* OBJECTIVE: Write the next part of the forum thread arguing whether math is a language or an invented tool, starting right after its final post.

* TEXT PASSAGE:
F=ma is a physics concept, arrived at by experiment and observation. It's not a math concept. We didn't learn simple multiplication from accelerating masses. Multiplication was invented to make repeated addition easy and fast.
Does that mean if I didn't have any math (subtraction) to describe my eating of grapes that eating grapes would make more grapes appear in front of me?
Did grapes teach us how to subtract? We invented counting and arithmetic to keep track of our grapes. Show me where counting exists in nature, where we learned it from nature. We invented the counting numbers and we impose them on our grapes in our mind. That's not about nature, it's about not getting ripped off at the marketplace in ancient Sumeria.
I totally disagree with you. As people have said, math is a lanugage used to describe things that are happening around you. Those things are happening whether you have the language needed to describe them or not.
Math isn't a language. The sentence, "The sum of the squares of the two sides is equal to the square of the hypotenuse," is a sentence in English concerning certain quantities. It's not a language separate from English. Russians do math in Russian, and Frenchmen do it in French. Pythagorean maintains math is a language but his reasoning about that is actually quite abstruse and has nothing to do with math as a description of the world.

Physics is our attempt to describe what's "happening around you," and it is relegated to figuring out ways to quantify things that aren't obviously quantified, and then to keep track of those quantities. Math is a tool here, not the description. The description involves concepts: mass, resistance, intensity, charge, pressure, temperature, wavelength, etc. which we believe can be quantified and treated mathematically.

Mathematics, as such, is all too often about nothing but numbers. Take the preoccupation of mathematicians with prime numbers, for example, or Fermat's Last Theorem. (Not that there's anything wrong with that.)
 
  • #33
I believe math and physics are both concepts described and utilized in languages in the same manner that computers function on programming languages, whether you simplify the language into purely numbers and symbols or not, numbers are still represented by, and vary with, the language.

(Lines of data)

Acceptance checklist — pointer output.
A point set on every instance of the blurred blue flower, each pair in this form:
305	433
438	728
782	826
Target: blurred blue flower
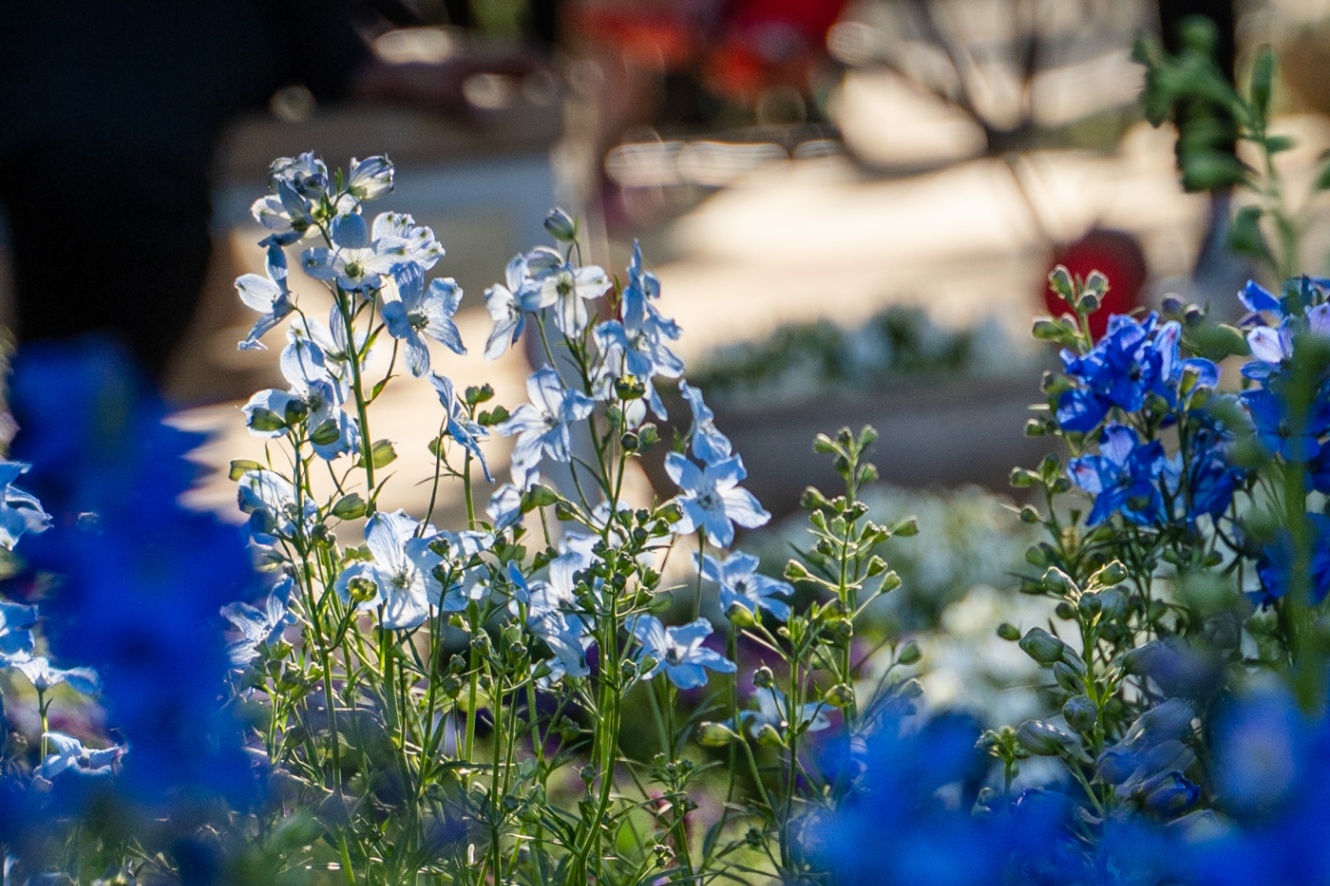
20	512
1121	478
1276	563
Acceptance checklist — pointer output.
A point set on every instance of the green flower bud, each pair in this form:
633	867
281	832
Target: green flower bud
1046	740
1042	645
1067	677
714	735
561	225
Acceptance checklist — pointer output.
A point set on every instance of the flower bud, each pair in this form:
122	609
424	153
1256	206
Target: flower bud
740	615
839	696
350	507
1080	713
560	225
1042	645
714	735
1067	677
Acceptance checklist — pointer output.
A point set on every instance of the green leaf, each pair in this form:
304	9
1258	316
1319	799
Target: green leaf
1245	237
266	421
326	434
1262	81
240	467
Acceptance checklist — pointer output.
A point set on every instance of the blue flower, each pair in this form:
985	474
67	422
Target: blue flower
510	305
504	507
260	628
68	754
1121	478
355	261
400	572
1269	414
20	512
706	442
398	238
712	498
1121	370
567	289
270	500
773	709
44	677
123	548
678	652
16	621
458	425
267	295
741	584
370	177
897	828
541	426
416	310
313	399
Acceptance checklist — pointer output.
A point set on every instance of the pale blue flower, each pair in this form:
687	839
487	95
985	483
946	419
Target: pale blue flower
504	506
270	502
258	628
742	584
305	173
773	709
576	555
568	289
20	511
44	677
708	443
398	237
678	652
400	571
458	425
299	186
418	310
354	261
314	401
635	346
541	426
712	498
267	295
466	574
68	753
510	305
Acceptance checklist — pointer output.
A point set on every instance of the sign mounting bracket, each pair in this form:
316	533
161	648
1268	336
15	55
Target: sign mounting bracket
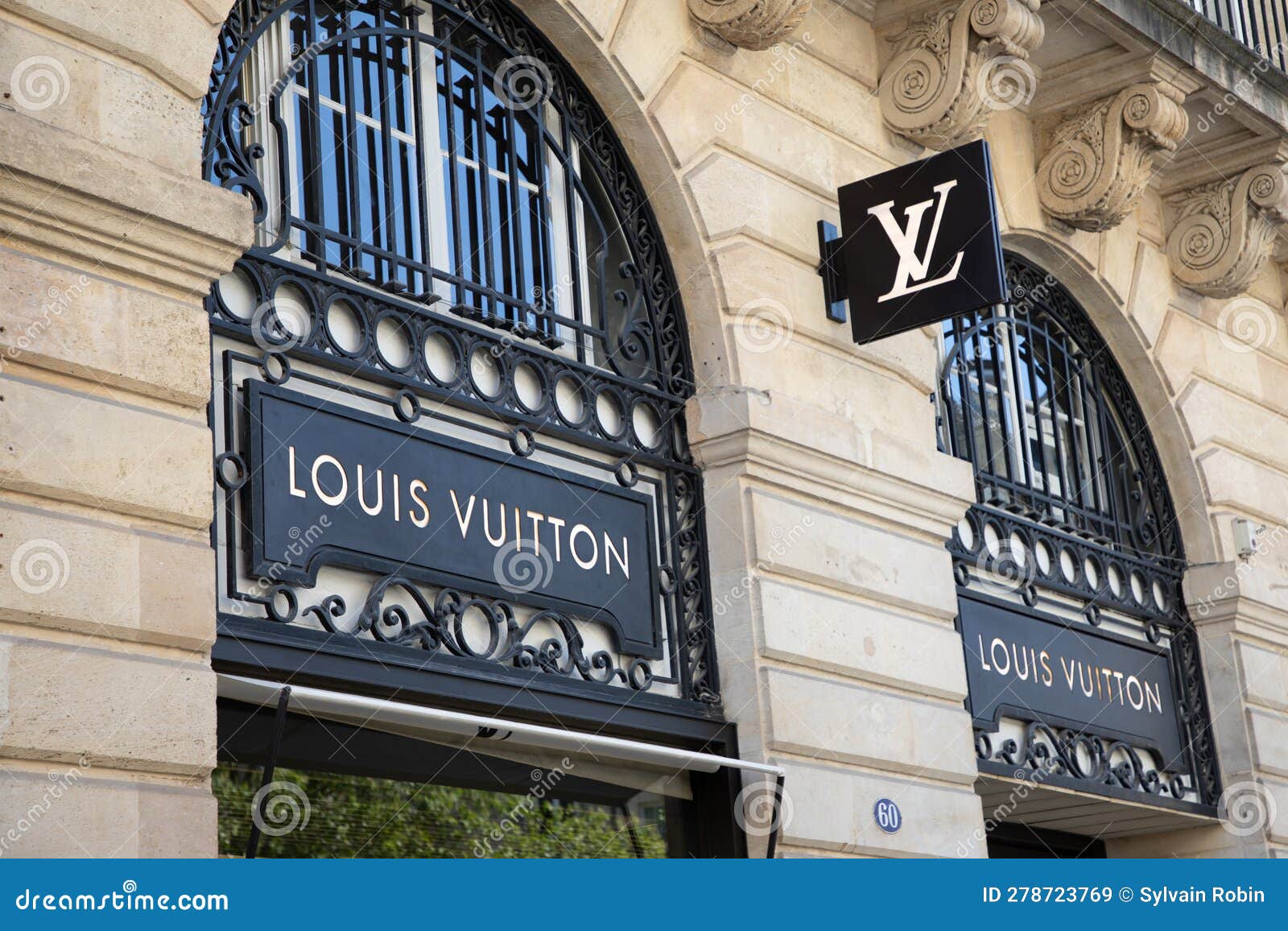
832	271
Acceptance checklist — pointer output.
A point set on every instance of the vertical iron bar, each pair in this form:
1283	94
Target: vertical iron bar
386	143
351	122
1055	416
283	699
1105	466
1026	449
637	847
1002	408
776	813
418	103
1073	431
983	405
312	184
1037	407
512	168
454	213
485	177
573	246
964	386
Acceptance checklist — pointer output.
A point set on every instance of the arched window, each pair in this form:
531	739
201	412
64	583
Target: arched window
450	236
1073	519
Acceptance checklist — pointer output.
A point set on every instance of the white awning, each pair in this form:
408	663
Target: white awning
597	756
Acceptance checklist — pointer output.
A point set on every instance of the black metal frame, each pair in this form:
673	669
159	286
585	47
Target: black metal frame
1130	536
1261	25
634	355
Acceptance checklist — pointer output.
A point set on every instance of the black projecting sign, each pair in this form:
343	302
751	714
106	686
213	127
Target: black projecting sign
397	498
919	244
1036	668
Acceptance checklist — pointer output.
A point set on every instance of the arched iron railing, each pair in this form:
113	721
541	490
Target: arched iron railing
433	169
1072	508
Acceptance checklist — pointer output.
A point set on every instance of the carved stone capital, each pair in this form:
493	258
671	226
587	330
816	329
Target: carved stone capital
953	66
750	23
1224	231
1101	155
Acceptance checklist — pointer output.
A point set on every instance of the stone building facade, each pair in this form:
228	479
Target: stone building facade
1139	155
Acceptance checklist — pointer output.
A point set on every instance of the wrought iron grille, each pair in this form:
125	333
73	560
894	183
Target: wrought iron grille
1073	512
1261	25
448	226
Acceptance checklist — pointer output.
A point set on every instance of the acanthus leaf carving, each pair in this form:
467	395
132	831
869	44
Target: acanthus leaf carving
1101	156
1224	230
753	25
953	66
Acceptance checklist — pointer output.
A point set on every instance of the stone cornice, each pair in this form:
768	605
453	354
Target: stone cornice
955	64
97	209
1224	230
1101	156
750	23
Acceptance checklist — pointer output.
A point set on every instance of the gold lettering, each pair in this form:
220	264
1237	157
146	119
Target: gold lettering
295	489
380	493
418	485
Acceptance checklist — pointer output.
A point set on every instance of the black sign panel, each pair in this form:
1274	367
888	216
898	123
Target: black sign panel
335	485
1036	668
919	244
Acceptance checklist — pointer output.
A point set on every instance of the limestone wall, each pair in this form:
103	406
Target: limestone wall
828	503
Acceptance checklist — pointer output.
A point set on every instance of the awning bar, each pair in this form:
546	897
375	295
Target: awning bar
374	711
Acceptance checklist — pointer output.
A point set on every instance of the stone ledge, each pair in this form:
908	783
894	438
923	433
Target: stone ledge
80	325
1210	51
115	581
105	817
93	208
93	450
736	427
832	810
167	39
843	722
68	705
861	641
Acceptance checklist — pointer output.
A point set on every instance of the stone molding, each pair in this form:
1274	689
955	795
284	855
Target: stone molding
753	25
1224	231
93	209
1101	156
953	66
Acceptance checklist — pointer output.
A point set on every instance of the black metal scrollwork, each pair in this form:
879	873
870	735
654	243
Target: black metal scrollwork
628	355
1090	523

* EXERCISE RESULT:
F=ma isn't math? Move along people... nothing to multiply here...
 
  • #34
russ_watters said:
Does that mean the the universe didn't know how to make objects move properly until Galileo discovered f=ma?
This is an attribution of intent to a deterministic process. The description of motion by classical mechanics is an approximation only, especially as it uses the system of real numbers (no physical device can measure a real number quantity, and there are other problems that are mentioned below). It's just one of the most popular systems in which calculus has a reasonably simple logical structure (non-standard analysis will present the same results using a different number system, so the popularity of the real number system is just an historical artifact).
russ_watters said:
Does that mean if I didn't have any math (subtraction) to describe my eating of grapes that eating grapes would make more grapes appear in front of me?
Subtraction is just one of many very abstract descriptions of that particular process. You can also describe the process of eating without any such great abstractions as separation of cardinal quantity from quality, as well as invoking the existence of an inverse operation between abstract cardinal quantities, as many authors and storytellers have no problem doing.
jerromyjon said:
F=ma isn't math? Move along people... nothing to multiply here...
No, it is not. A mathematical proposition is a purely logical one: it can be proven true or false solely on the basis of assumptions and certain laws of thought . That is, a mathematical textbook or academic council will never request a student to necessarily perform an experiment in order to prove a theorem. Newton's assumption that F=ma could be made into a mathematical theorem if we make certain other assumptions (ie., the Newton-Laplace Determinacy Principle and certain assumptions about the manifold that best models physical processes). However, that is not the spirit of the equation: it is meant to be supported by its application to physical processes, not by mere internal self-consistency. Any internally consistent model can be made into a mathematical theory, including many that have no analogues in any physical process.
That is, if a single physical process disagreed with F=ma in any way that could not be removed by reasonable further assumptions, F=ma would be replaced by another model. This can never happen for a mathematical statement: a mathematical statement's proof depends only on logical argument and is thus always true when those assumptions are true. No interaction with physical verification is ever necessary (ie., see various abstruse theorems such as Banach-Tarski ).
The latter (Banach-Tarski) implies that the system of real numbers together with unmeasurable subsets do not provide a model that is indiscernible from physical space (unless, of course, you believe Banach-Tarski actually does hold for some physical object). So already there is a clear result (and there are many more) that separates pure mathematics from the physical universe that it models.
On the other hand, there may be those that will staunchly believe that every mathematical theorem must have some physical application somewhere, and we just haven't encountered those processes yet. Without physical support, this is a rather nebulous belief.

PS. I hope this doesn't come across as argumentative in tone. I'm just presenting a personal opinion. :)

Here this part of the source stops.